## What the task requires
Your task is to restate the data word for word.

## Collected data
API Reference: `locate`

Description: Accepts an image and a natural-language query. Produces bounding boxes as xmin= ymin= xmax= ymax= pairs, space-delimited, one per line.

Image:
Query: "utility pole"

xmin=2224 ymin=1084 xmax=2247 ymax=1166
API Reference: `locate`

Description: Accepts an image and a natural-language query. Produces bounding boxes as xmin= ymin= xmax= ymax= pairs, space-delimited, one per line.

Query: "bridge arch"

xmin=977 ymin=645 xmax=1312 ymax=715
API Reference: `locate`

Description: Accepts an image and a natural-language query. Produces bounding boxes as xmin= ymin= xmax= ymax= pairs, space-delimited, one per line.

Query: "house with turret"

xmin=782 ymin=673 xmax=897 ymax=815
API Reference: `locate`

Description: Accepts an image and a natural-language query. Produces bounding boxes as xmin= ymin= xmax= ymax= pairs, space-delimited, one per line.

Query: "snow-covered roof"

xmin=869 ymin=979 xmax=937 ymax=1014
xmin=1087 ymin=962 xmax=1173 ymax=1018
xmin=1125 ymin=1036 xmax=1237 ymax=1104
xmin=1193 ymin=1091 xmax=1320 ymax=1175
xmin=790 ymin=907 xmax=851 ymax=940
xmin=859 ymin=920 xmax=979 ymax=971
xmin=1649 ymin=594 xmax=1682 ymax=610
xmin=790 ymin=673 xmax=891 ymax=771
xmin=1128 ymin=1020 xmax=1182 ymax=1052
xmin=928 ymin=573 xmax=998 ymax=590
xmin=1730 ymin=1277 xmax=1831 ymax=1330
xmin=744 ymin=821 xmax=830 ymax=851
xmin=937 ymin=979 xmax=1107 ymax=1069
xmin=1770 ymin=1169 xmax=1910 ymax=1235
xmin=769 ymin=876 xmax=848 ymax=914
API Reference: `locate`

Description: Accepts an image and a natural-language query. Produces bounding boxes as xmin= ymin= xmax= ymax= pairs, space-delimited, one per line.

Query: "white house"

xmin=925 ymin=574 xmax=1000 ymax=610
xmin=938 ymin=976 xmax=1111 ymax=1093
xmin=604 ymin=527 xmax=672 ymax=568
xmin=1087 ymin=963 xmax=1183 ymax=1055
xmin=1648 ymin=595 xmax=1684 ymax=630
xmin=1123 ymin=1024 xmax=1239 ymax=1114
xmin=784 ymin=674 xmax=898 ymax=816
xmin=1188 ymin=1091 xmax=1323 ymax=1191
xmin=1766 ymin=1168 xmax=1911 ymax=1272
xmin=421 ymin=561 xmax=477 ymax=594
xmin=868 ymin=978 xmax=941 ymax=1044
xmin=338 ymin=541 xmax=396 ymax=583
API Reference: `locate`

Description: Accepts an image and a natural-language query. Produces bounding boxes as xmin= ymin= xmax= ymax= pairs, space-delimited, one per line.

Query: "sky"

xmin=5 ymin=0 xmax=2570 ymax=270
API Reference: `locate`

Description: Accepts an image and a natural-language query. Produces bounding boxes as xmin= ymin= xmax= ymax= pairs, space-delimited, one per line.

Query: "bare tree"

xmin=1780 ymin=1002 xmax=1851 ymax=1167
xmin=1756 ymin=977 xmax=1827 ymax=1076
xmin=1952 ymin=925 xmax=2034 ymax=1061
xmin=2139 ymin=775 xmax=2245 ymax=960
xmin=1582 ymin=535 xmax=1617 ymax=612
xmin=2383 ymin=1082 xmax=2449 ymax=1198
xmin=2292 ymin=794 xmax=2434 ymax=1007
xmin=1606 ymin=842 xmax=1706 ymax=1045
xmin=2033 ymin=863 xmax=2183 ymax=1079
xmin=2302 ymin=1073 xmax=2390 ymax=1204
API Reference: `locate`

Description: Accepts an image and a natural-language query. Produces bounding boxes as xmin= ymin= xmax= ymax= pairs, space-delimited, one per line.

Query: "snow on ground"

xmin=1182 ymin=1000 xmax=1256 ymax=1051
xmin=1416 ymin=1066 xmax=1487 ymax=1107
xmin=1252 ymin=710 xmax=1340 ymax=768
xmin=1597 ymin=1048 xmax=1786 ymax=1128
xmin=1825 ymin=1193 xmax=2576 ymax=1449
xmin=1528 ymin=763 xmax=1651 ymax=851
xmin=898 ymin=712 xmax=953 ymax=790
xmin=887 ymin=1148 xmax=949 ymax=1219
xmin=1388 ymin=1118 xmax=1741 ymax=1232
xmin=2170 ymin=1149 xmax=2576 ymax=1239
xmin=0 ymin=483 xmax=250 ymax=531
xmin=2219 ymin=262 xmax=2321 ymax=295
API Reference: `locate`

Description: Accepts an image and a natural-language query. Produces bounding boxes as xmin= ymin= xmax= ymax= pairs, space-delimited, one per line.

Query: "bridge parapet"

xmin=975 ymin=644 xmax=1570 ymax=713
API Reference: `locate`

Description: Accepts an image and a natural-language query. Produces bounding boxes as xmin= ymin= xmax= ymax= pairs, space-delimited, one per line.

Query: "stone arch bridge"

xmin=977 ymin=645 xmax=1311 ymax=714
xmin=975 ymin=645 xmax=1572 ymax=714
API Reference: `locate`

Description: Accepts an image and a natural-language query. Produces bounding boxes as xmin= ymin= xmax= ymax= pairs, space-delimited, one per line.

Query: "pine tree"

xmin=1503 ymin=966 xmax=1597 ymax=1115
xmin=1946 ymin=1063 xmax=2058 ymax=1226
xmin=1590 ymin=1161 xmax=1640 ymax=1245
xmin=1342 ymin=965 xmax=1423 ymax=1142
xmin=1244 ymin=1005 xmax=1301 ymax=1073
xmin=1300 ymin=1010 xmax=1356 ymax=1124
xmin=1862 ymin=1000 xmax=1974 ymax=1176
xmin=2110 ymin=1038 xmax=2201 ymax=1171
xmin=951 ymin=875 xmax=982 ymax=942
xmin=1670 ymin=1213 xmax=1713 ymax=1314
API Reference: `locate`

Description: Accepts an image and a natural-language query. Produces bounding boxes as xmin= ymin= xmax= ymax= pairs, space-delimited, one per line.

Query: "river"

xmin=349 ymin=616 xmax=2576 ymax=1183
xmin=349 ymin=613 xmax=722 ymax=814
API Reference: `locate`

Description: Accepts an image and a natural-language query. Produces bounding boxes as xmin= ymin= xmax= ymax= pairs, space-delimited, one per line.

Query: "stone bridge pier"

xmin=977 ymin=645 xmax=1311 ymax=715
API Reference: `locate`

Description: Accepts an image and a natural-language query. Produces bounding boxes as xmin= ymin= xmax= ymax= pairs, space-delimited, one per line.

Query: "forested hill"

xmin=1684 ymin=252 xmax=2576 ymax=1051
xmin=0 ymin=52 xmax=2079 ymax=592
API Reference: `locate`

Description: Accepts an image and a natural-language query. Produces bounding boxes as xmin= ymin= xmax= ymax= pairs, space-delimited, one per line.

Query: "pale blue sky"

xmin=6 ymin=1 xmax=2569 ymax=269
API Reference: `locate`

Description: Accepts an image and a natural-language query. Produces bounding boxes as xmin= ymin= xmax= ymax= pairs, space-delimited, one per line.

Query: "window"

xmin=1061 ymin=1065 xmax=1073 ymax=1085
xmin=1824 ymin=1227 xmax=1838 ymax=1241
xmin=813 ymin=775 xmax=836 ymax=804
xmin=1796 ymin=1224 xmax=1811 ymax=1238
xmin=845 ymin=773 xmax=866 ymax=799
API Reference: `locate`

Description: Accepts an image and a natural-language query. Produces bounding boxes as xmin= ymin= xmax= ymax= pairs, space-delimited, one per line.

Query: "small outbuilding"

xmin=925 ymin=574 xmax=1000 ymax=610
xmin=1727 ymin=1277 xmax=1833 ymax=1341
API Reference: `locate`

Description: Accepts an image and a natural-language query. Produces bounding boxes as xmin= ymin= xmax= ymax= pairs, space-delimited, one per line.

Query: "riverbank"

## Your response
API Reference: `locate`

Description: Accepts an image and a natural-language query. Produces bounding boxes as xmin= ymin= xmax= ymax= pairs, space-delimited, one per line.

Image:
Query: "utility pole"

xmin=2224 ymin=1084 xmax=2247 ymax=1166
API Reference: `locate`

Description: Accepts an image and a natural-language query. Produces bounding boxes as xmin= ymin= xmax= ymax= pairs, space-delimited, one per line.

Query: "bridge arch"

xmin=977 ymin=645 xmax=1312 ymax=715
API Reference: `locate`

Description: Accepts an image and a natural-language query. Produces bounding boxes as xmin= ymin= xmax= ymax= pairs, space-delimited, one per line.

Query: "house with turret"

xmin=782 ymin=673 xmax=897 ymax=815
API Reference: `locate`

Description: Accepts an image and a natural-language query. Produces bounding boxes as xmin= ymin= xmax= ymax= pairs, space-delimited, one per line.

Query: "snow-covered roof"

xmin=869 ymin=979 xmax=937 ymax=1014
xmin=1087 ymin=962 xmax=1173 ymax=1018
xmin=1125 ymin=1036 xmax=1237 ymax=1104
xmin=1193 ymin=1091 xmax=1320 ymax=1175
xmin=790 ymin=907 xmax=851 ymax=940
xmin=859 ymin=920 xmax=979 ymax=971
xmin=1649 ymin=594 xmax=1682 ymax=610
xmin=790 ymin=673 xmax=891 ymax=771
xmin=1128 ymin=1020 xmax=1182 ymax=1052
xmin=928 ymin=573 xmax=998 ymax=590
xmin=1730 ymin=1277 xmax=1831 ymax=1330
xmin=744 ymin=821 xmax=830 ymax=851
xmin=937 ymin=979 xmax=1107 ymax=1069
xmin=1770 ymin=1169 xmax=1910 ymax=1235
xmin=769 ymin=876 xmax=848 ymax=914
API Reference: `locate`

Description: Accepts an image and a natural-language query. Produces bounding boxes as xmin= ymin= xmax= ymax= pairs, space-delimited, one per line.

Query: "white house"

xmin=925 ymin=574 xmax=1000 ymax=610
xmin=938 ymin=976 xmax=1111 ymax=1093
xmin=604 ymin=527 xmax=672 ymax=568
xmin=1087 ymin=963 xmax=1183 ymax=1055
xmin=1648 ymin=595 xmax=1684 ymax=630
xmin=1123 ymin=1024 xmax=1239 ymax=1114
xmin=784 ymin=674 xmax=898 ymax=816
xmin=1188 ymin=1091 xmax=1323 ymax=1191
xmin=1766 ymin=1168 xmax=1911 ymax=1272
xmin=421 ymin=561 xmax=477 ymax=594
xmin=868 ymin=978 xmax=941 ymax=1044
xmin=338 ymin=541 xmax=396 ymax=583
API Reference: `locate`

Description: Accepts an image and a natural-language query. Produces bounding boxes as xmin= ymin= xmax= ymax= pairs, space-delimited, one per line.

Query: "sky"

xmin=5 ymin=0 xmax=2570 ymax=270
API Reference: `locate`

Description: Accepts an image and a natural-language query. Produces bounding boxes as xmin= ymin= xmax= ymax= pairs, space-delimited, one per line.

Query: "bare tree"

xmin=1780 ymin=1002 xmax=1851 ymax=1167
xmin=1756 ymin=977 xmax=1827 ymax=1076
xmin=1952 ymin=925 xmax=2034 ymax=1061
xmin=2139 ymin=775 xmax=2245 ymax=960
xmin=1582 ymin=535 xmax=1617 ymax=612
xmin=2383 ymin=1082 xmax=2449 ymax=1198
xmin=2292 ymin=794 xmax=2434 ymax=1007
xmin=1606 ymin=842 xmax=1706 ymax=1045
xmin=2033 ymin=863 xmax=2183 ymax=1079
xmin=2302 ymin=1073 xmax=2390 ymax=1204
API Reference: `locate`

Description: Accepts an image and a natural-language query. Produces bounding boxes as xmin= ymin= xmax= ymax= pairs, space-delimited, one per line.

Query: "snow on ground"

xmin=1182 ymin=1000 xmax=1256 ymax=1051
xmin=1416 ymin=1066 xmax=1487 ymax=1107
xmin=1252 ymin=710 xmax=1340 ymax=768
xmin=1597 ymin=1048 xmax=1786 ymax=1128
xmin=1825 ymin=1193 xmax=2576 ymax=1449
xmin=1528 ymin=763 xmax=1651 ymax=851
xmin=898 ymin=712 xmax=953 ymax=790
xmin=887 ymin=1148 xmax=949 ymax=1219
xmin=1388 ymin=1118 xmax=1741 ymax=1232
xmin=2170 ymin=1149 xmax=2576 ymax=1239
xmin=0 ymin=483 xmax=250 ymax=531
xmin=2219 ymin=262 xmax=2321 ymax=295
API Reference: `locate`

Description: Accepts an image and a natural-language query. Produces bounding boxes as xmin= ymin= xmax= ymax= pairs, space-delimited, one per line.

Query: "bridge parapet"

xmin=975 ymin=644 xmax=1570 ymax=713
API Reference: `locate`

Description: Accepts an image and a natural-language query. Produces bounding boxes as xmin= ymin= xmax= ymax= pairs, space-delimited, one per line.

Query: "stone arch bridge"

xmin=977 ymin=645 xmax=1311 ymax=714
xmin=975 ymin=645 xmax=1572 ymax=714
API Reference: `locate`

Description: Accepts an image and a natural-language query. Produces bounding boxes as xmin= ymin= xmax= ymax= pairs, space-delimited, one per line.

Query: "pine tree"

xmin=1503 ymin=966 xmax=1597 ymax=1115
xmin=1946 ymin=1063 xmax=2058 ymax=1226
xmin=1590 ymin=1161 xmax=1640 ymax=1245
xmin=1342 ymin=965 xmax=1423 ymax=1142
xmin=1244 ymin=1005 xmax=1301 ymax=1073
xmin=1300 ymin=1010 xmax=1356 ymax=1124
xmin=1862 ymin=1000 xmax=1974 ymax=1176
xmin=2110 ymin=1038 xmax=2201 ymax=1171
xmin=951 ymin=875 xmax=982 ymax=942
xmin=1670 ymin=1213 xmax=1713 ymax=1314
API Reference: `locate`

Description: Accepts an image and a natural-language query. Produces bounding boxes as xmin= ymin= xmax= ymax= pairs, space-delimited, one per line.

Query: "river"

xmin=349 ymin=616 xmax=2576 ymax=1183
xmin=349 ymin=613 xmax=722 ymax=814
API Reference: `locate`

Description: Accepts an image and a natural-language query. Produces bounding boxes as xmin= ymin= xmax= ymax= pairs, space-delimited, one per line.

Query: "stone bridge pier"

xmin=977 ymin=645 xmax=1311 ymax=715
API Reference: `locate`

Description: Accepts an image and a natural-language query. Produces bounding boxes as xmin= ymin= xmax= ymax= pairs, space-delimited, one per line.

Query: "forested hill"

xmin=1684 ymin=252 xmax=2576 ymax=1051
xmin=0 ymin=52 xmax=2079 ymax=592
API Reference: `locate`

Description: Accepts an image and a natural-language query. Produces bounding boxes as xmin= ymin= xmax= ymax= pairs, space-delimited, one per line.

Query: "pale blue sky"

xmin=6 ymin=1 xmax=2569 ymax=269
API Reference: `locate`

Description: Accepts an image and a natural-language query. Produces bounding boxes as xmin= ymin= xmax= ymax= pairs, space-delimited, one per line.

Query: "window"

xmin=1061 ymin=1065 xmax=1073 ymax=1085
xmin=1824 ymin=1227 xmax=1838 ymax=1241
xmin=813 ymin=775 xmax=836 ymax=804
xmin=1796 ymin=1224 xmax=1811 ymax=1238
xmin=845 ymin=773 xmax=866 ymax=799
API Reference: `locate`

Description: Accepts an image and a natural-language query. Produces bounding boxes as xmin= ymin= xmax= ymax= pairs, space-delimited, one per line.

Query: "small outbuilding"

xmin=925 ymin=574 xmax=1000 ymax=610
xmin=1727 ymin=1277 xmax=1833 ymax=1341
API Reference: `locate`

Description: Accepts an image and a natural-language query. Produces bounding boxes as xmin= ymin= xmax= ymax= pairs, space-delimited, one per line.

Query: "riverbank"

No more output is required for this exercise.